SUPPLIED DATA
....
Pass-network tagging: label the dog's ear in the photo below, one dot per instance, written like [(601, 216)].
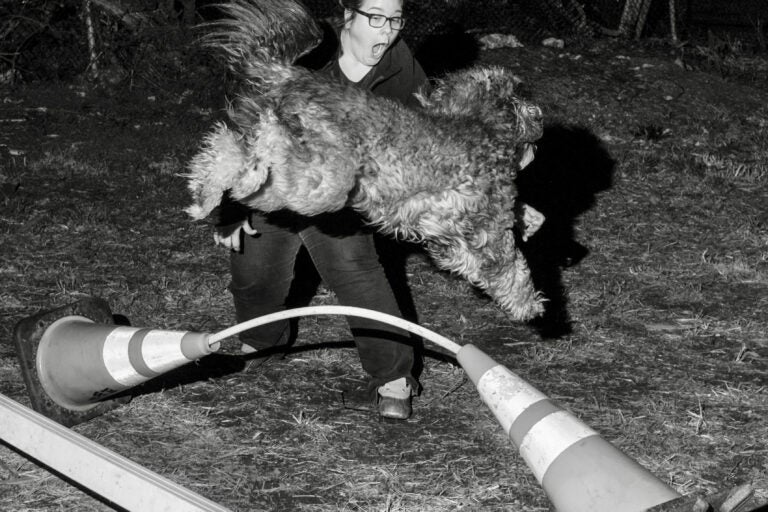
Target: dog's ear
[(528, 220), (214, 170)]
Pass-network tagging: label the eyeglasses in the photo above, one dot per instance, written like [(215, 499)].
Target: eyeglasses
[(379, 20)]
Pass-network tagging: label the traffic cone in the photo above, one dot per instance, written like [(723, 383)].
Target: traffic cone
[(578, 469), (74, 358)]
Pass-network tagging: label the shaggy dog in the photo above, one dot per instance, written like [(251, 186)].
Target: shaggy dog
[(443, 176)]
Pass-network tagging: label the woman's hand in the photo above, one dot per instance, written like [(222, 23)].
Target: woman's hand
[(231, 236)]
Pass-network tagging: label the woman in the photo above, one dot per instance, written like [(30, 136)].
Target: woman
[(369, 55)]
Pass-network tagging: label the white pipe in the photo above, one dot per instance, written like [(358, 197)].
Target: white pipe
[(442, 341), (119, 480)]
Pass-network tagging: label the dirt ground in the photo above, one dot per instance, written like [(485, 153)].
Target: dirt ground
[(653, 174)]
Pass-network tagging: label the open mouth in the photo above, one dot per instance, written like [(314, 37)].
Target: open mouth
[(379, 49)]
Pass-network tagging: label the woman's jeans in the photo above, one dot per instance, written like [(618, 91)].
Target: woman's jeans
[(346, 259)]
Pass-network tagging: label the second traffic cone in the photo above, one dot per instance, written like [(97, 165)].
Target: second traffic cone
[(80, 362), (578, 469)]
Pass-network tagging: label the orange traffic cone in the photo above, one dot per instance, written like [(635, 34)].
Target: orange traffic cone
[(74, 358), (578, 469)]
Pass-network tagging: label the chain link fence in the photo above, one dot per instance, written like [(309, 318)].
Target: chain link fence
[(152, 39)]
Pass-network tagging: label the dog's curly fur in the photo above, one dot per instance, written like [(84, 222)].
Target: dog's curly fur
[(442, 176)]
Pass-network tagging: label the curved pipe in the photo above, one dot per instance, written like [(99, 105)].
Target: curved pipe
[(425, 333)]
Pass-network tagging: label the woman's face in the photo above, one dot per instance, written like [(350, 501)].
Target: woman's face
[(367, 44)]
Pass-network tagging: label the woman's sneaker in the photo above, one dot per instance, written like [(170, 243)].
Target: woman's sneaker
[(395, 399)]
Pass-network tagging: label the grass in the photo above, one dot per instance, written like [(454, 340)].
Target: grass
[(657, 171)]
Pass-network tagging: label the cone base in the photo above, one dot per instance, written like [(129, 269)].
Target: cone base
[(27, 335)]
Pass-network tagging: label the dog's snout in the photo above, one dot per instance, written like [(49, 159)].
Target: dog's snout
[(534, 112)]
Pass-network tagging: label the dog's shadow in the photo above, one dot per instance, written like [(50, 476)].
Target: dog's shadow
[(571, 167)]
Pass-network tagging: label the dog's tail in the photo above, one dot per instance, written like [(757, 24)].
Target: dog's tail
[(254, 35)]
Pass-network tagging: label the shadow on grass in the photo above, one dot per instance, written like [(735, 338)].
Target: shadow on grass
[(571, 167), (450, 48)]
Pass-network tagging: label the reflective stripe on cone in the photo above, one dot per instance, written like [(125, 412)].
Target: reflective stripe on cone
[(578, 469)]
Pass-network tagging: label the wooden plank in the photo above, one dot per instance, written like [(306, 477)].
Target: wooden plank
[(117, 479)]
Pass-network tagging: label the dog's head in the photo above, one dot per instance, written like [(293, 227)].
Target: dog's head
[(487, 95)]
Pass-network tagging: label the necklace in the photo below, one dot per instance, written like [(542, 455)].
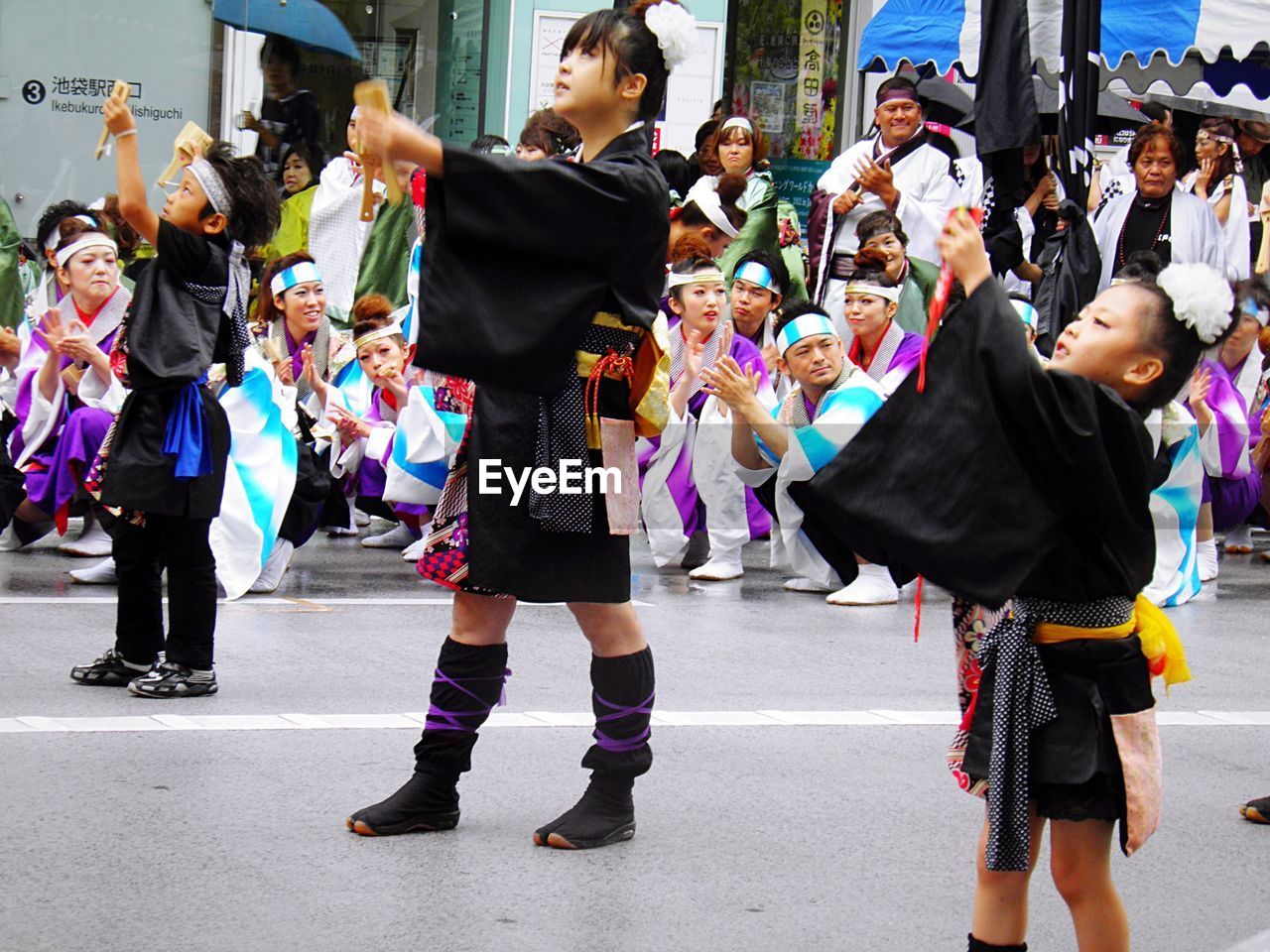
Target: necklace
[(1146, 204)]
....
ASSIGNMENT
Search the data above for the string "below". Report every line where it is found.

FINAL ANSWER
Pass-network tagging: label the dog's ear in the photo below, one dot per instance, written like [(601, 216)].
Pass-network tagging: label the necklace in the photo below, one dot per instance, written like [(542, 455)].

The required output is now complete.